### [Problem description]
Find every line in the entries below that contains the word "sign", and copy each of those lines.

-- Begin Extracted records --

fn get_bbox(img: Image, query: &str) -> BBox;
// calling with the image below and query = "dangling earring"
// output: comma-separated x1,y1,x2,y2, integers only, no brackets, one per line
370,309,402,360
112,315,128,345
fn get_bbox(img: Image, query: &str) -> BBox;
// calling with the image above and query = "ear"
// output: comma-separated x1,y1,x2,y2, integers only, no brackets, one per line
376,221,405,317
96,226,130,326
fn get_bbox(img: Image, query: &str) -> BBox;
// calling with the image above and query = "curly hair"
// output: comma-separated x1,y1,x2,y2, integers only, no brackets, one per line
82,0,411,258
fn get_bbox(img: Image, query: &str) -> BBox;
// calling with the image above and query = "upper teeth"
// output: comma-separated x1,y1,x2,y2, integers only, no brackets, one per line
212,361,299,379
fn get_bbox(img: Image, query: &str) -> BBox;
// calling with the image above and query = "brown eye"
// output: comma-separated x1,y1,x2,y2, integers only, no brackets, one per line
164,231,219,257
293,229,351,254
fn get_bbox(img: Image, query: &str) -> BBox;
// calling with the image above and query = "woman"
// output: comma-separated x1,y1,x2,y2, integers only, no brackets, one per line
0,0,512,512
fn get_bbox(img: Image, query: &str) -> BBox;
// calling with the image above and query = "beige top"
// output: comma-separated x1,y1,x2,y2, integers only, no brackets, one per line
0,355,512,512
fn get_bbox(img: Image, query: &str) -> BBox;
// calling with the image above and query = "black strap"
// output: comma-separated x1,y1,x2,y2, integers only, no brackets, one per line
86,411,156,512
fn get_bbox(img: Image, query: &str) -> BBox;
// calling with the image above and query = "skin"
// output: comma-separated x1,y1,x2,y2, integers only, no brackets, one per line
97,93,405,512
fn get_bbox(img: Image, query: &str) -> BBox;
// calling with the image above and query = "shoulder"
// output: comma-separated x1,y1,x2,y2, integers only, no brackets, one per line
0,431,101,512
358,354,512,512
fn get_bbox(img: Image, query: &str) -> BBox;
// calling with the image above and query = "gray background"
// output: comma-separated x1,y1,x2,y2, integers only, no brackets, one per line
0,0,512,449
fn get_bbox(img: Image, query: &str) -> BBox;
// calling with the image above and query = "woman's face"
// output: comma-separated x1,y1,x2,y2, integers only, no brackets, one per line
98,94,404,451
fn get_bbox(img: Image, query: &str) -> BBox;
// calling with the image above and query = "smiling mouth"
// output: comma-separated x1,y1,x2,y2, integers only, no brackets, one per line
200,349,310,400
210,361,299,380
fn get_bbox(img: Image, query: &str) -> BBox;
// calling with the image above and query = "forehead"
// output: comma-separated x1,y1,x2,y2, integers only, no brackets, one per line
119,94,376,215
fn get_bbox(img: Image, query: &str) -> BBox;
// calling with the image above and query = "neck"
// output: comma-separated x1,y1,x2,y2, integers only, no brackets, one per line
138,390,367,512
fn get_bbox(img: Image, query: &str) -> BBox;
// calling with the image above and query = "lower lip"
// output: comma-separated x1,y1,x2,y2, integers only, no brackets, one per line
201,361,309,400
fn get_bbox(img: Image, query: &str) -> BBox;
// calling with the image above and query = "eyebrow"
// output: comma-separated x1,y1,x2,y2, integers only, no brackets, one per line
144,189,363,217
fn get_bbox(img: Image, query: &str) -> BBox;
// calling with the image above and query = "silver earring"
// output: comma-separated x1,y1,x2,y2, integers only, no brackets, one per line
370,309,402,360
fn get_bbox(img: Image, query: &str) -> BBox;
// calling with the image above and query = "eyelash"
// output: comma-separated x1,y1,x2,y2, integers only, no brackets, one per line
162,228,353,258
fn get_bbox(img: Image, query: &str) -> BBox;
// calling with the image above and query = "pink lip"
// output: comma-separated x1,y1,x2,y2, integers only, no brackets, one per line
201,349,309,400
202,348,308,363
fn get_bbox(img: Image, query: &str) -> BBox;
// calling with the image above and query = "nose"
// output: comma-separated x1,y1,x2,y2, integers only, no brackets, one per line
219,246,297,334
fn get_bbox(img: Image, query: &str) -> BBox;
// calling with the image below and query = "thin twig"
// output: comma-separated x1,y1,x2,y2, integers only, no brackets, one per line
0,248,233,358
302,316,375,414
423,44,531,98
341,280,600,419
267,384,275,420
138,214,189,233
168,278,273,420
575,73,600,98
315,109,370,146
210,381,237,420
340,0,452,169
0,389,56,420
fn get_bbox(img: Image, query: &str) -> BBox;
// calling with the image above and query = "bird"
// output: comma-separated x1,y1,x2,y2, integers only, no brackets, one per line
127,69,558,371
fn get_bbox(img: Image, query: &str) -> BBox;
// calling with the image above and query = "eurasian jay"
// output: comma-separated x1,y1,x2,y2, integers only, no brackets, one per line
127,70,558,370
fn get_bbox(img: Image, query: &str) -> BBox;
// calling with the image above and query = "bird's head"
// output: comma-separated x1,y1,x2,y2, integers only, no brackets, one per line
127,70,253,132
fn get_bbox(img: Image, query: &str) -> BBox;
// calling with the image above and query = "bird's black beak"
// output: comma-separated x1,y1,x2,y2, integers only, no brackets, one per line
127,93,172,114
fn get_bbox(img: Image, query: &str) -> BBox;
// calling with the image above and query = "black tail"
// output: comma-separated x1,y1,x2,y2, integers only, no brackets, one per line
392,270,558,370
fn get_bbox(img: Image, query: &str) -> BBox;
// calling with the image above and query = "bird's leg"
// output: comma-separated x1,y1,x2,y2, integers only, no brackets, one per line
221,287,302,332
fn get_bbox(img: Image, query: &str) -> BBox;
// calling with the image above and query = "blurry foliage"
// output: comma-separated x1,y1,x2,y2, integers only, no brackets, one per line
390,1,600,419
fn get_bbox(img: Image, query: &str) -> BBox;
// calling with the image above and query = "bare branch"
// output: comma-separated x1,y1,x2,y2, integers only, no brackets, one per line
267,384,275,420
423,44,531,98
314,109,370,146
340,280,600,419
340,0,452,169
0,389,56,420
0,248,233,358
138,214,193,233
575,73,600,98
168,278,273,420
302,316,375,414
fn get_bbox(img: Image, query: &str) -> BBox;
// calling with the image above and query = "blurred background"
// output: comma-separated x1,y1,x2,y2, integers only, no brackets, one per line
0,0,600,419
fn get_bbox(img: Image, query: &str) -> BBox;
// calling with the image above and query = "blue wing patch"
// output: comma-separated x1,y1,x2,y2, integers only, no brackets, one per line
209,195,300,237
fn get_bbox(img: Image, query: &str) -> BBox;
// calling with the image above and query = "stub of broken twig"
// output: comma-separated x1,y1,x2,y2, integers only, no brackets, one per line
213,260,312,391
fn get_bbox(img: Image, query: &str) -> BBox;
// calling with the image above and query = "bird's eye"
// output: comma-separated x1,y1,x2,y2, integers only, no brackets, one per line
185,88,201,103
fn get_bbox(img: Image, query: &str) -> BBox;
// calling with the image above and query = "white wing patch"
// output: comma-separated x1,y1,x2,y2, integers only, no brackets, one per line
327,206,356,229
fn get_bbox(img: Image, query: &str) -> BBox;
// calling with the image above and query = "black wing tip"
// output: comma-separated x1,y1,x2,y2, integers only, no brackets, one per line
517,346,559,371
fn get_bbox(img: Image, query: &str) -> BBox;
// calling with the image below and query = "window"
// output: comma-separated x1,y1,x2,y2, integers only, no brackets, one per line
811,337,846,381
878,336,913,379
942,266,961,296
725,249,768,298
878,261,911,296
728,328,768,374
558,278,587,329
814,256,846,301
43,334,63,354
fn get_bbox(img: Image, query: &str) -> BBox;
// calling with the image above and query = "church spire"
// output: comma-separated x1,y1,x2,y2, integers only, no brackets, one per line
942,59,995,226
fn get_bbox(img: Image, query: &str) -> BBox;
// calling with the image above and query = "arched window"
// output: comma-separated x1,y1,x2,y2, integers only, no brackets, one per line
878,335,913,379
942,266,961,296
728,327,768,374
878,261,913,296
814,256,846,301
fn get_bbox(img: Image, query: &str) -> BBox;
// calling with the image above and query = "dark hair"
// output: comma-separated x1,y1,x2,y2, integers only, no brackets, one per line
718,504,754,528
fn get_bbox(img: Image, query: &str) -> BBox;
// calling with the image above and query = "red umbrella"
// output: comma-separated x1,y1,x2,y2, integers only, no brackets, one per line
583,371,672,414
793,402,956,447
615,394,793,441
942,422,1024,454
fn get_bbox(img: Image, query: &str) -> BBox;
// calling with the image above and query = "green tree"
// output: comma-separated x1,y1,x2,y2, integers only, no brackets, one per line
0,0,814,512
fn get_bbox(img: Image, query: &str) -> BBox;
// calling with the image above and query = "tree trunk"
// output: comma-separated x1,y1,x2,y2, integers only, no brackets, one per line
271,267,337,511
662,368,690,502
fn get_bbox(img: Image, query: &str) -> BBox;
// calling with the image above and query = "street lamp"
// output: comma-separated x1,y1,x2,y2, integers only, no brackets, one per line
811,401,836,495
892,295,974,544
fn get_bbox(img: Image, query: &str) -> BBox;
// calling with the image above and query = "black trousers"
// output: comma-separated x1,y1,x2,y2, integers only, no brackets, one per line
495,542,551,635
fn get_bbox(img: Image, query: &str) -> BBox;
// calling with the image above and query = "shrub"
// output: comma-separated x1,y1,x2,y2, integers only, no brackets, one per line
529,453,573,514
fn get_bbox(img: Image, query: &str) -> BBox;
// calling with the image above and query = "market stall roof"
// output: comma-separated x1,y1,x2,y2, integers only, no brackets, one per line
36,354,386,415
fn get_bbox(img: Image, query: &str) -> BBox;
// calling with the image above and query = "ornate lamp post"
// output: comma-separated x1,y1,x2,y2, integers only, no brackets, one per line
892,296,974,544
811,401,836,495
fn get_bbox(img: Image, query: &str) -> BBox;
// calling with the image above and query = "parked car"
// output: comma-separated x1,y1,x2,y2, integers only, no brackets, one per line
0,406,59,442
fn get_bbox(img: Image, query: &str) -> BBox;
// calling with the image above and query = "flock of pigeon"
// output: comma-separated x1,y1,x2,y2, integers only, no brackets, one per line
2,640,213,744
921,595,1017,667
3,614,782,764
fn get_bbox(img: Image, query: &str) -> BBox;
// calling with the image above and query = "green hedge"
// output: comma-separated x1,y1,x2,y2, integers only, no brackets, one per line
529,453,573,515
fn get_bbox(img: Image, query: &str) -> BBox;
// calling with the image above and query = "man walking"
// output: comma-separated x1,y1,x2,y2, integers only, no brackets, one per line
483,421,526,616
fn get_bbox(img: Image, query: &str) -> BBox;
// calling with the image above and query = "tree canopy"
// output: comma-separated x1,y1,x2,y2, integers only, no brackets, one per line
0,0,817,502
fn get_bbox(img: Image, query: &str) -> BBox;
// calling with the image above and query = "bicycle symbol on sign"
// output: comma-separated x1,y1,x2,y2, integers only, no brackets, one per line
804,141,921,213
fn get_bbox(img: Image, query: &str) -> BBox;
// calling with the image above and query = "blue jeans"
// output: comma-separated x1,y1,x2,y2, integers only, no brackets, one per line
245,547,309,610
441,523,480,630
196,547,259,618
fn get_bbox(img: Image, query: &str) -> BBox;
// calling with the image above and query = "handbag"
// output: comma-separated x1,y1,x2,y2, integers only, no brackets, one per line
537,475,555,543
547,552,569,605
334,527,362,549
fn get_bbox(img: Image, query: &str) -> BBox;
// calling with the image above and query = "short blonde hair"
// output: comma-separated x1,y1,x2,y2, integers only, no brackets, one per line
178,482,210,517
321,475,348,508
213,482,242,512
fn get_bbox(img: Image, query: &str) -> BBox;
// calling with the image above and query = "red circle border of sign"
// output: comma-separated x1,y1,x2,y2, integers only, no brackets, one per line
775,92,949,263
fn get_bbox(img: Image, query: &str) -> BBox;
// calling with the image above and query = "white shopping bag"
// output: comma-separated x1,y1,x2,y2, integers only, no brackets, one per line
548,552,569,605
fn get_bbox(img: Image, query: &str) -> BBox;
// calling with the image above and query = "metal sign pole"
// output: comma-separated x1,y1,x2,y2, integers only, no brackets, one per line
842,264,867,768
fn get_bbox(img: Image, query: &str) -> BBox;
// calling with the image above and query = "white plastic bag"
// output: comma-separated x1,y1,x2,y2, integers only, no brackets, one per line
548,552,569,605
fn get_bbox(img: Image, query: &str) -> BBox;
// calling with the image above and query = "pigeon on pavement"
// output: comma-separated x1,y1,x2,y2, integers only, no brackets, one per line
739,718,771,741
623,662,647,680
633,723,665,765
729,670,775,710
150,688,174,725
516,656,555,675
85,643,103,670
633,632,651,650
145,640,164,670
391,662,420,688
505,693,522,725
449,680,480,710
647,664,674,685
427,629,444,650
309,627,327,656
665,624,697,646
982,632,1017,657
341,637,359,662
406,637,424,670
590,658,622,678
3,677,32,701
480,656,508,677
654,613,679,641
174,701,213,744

-- End Extracted records --

### [Correct result]
// calling with the image above and query = "bicycle symbol on sign"
// calling with the image above and query = "red circle border of sign"
// calling with the image above and query = "metal sign pole"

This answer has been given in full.